PROVIDED TEXT |
···

Could China crisis cause a student flat crash?

Economic turmoil in China could have huge implications for the explosion in student accommodation in North East cities according to one property expert.

Related topics:  Landlords
Warren Lewis
12th February 2016
china

Chinese economic output economy fell by 5.5% in 2015 to its slowest rate of growth since 1991 - causing a 23% slump in the value of its stock market and leading India to overtake it as the world’s fastest growing economy.
 
North East-based property expert Ajay Jagota of sales and lettings firm KIS believes this slowdown may lead to a decline in overseas students coming to the region – with huge implications for newly-constructed student accommodation.

Five student blocks opened in the centre of Newcastle in 2015, with a further six currently under construction. One in seventeen homes in the city centre are now occupied by students with 11,000 new students homes created since 2008.

A planned 445-bed student accommodation in the centre of Durham has recently caused controversy by closing the acclaimed restaurant Oldfields, while further plans to convert the nearby County Hospital site into a 363-bed student development were  rejected by planners.

Ajay Jagota, founder and Managing Director of KIS, said: “Students contribute a huge amount to our local economy, and student flats can actually be very good news for permanent residents, reducing pressure on the housing stock in areas popular with students and young professionals and lowering both house prices and rents.

But there are now tens of thousands of student bedrooms in our city centres which are relying on overseas students for their financial sustainability – and that sustainability could come under huge pressure if there is economic turmoil in the countries those students are coming from.

If the Year of the Monkey is one where the Chinese economy starts to suffer, sending offspring overseas for education is likely to be one of the areas families are going to economise on first. That could mean huge numbers of empty bedrooms and it’s easy to envisage empty buildings following that.

It might even sound glib, but even the end of China’s one child policy could have an impact, with families having less money to spend on individual children.

Assuming the figures are accurate other countries – Britain included – would kill for growth as disappointing as China’s  but in a globalised economy economic shocks on the on the other side of the world can have a huge and unforeseeable impact here, even on something as localised as the housing market”.

···

WORK TO COMPLETE |
• A. From the article on the China crisis and student flats, reproduce the passage from "Five student blocks" to "prices and rents.".
• B. List every country named in the article on the China crisis and student flats.
• C. According to the article on the China crisis and student flats, how many student blocks opened in the centre of Newcastle in 2015?
The records that follow come from a separate source and are unrelated to the article.

···

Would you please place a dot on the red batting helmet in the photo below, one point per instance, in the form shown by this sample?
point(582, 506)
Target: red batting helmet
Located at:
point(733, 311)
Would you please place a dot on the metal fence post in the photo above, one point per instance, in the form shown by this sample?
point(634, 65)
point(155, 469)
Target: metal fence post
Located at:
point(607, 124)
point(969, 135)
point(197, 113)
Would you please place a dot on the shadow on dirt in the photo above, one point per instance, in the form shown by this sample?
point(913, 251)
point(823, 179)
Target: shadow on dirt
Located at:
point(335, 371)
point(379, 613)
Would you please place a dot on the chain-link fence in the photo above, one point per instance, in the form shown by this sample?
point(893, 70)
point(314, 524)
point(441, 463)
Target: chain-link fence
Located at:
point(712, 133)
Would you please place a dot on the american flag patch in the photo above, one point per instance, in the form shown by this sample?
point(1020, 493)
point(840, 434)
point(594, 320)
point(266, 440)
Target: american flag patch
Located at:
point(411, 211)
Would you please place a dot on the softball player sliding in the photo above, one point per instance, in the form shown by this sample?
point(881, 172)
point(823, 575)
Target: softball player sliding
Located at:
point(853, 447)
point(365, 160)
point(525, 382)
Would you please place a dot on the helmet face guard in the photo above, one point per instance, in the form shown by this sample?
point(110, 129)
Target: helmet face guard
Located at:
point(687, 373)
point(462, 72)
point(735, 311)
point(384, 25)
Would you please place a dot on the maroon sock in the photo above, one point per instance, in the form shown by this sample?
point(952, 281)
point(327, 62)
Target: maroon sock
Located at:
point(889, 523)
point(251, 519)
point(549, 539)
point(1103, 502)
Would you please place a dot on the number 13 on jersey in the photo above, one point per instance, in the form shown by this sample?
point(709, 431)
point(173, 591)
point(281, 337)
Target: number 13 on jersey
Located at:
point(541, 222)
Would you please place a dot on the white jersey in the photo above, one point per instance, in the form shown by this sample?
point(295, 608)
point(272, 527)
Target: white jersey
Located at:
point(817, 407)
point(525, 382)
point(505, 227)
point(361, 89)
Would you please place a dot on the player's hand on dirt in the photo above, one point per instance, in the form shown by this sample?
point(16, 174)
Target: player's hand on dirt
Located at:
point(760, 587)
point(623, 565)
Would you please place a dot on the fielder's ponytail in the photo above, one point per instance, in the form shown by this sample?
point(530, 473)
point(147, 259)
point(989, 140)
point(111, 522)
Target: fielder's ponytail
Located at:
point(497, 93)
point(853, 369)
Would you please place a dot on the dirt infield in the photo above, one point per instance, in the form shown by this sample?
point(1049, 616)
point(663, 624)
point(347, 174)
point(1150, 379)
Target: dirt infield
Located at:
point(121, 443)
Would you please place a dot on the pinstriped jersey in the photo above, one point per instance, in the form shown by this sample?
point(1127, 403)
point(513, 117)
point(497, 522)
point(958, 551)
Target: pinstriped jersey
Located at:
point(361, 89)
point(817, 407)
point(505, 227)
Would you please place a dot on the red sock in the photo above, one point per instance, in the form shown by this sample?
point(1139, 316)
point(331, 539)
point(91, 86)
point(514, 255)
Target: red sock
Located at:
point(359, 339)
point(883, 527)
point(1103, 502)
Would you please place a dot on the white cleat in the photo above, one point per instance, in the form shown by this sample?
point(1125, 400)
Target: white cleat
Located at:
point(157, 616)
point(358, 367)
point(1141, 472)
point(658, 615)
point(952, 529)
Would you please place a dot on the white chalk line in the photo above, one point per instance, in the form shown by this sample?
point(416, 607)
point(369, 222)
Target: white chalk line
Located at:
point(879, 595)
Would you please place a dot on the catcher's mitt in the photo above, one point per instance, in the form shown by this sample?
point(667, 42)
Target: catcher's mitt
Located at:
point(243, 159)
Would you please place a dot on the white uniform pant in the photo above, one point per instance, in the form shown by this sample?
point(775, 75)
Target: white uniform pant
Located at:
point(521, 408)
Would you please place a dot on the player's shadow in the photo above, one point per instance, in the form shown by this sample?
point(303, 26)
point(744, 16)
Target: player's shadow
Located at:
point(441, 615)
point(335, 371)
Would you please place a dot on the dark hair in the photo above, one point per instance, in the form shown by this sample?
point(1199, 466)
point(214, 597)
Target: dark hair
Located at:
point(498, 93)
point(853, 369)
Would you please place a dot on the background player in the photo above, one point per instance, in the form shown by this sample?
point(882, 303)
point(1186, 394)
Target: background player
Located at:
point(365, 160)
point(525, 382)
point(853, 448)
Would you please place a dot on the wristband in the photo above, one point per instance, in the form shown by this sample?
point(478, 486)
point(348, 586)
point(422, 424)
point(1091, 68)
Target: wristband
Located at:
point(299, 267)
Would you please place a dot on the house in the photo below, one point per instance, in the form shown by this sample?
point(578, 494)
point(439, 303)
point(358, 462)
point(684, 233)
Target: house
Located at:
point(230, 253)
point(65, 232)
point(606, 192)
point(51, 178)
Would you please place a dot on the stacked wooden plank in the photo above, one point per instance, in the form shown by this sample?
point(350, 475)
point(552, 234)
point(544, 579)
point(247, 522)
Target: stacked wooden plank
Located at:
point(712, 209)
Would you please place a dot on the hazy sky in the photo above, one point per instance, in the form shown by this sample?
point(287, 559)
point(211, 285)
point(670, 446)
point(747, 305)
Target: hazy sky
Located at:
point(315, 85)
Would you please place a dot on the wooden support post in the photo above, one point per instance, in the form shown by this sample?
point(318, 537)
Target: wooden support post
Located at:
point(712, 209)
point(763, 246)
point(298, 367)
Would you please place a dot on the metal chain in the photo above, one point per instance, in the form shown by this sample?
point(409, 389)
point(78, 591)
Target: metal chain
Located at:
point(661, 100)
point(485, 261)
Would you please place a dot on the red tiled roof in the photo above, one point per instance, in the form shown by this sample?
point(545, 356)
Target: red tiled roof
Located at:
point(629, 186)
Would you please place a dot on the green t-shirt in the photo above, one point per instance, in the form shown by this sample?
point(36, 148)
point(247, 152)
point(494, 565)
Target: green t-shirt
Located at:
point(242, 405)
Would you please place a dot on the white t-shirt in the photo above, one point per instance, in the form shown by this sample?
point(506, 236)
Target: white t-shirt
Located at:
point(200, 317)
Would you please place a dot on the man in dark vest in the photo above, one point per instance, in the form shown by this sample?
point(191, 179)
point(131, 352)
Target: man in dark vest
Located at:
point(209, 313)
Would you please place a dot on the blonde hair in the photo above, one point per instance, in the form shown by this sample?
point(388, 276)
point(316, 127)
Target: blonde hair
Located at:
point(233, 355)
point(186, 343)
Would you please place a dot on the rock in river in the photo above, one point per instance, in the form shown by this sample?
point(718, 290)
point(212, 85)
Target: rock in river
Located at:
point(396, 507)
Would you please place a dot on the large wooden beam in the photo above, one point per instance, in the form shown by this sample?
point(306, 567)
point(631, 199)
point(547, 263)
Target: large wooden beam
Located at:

···

ANSWERS BY ITEM |
• A.
Five student blocks opened in the centre of Newcastle in 2015, with a further six currently under construction. One in seventeen homes in the city centre are now occupied by students with 11,000 new students homes created since 2008.

A planned 445-bed student accommodation in the centre of Durham has recently caused controversy by closing the acclaimed restaurant Oldfields, while further plans to convert the nearby County Hospital site into a 363-bed student development were  rejected by planners.

Ajay Jagota, founder and Managing Director of KIS, said: “Students contribute a huge amount to our local economy, and student flats can actually be very good news for permanent residents, reducing pressure on the housing stock in areas popular with students and young professionals and lowering both house prices and rents.

• B. China, India, Britain

• C. Five student blocks opened there in 2015.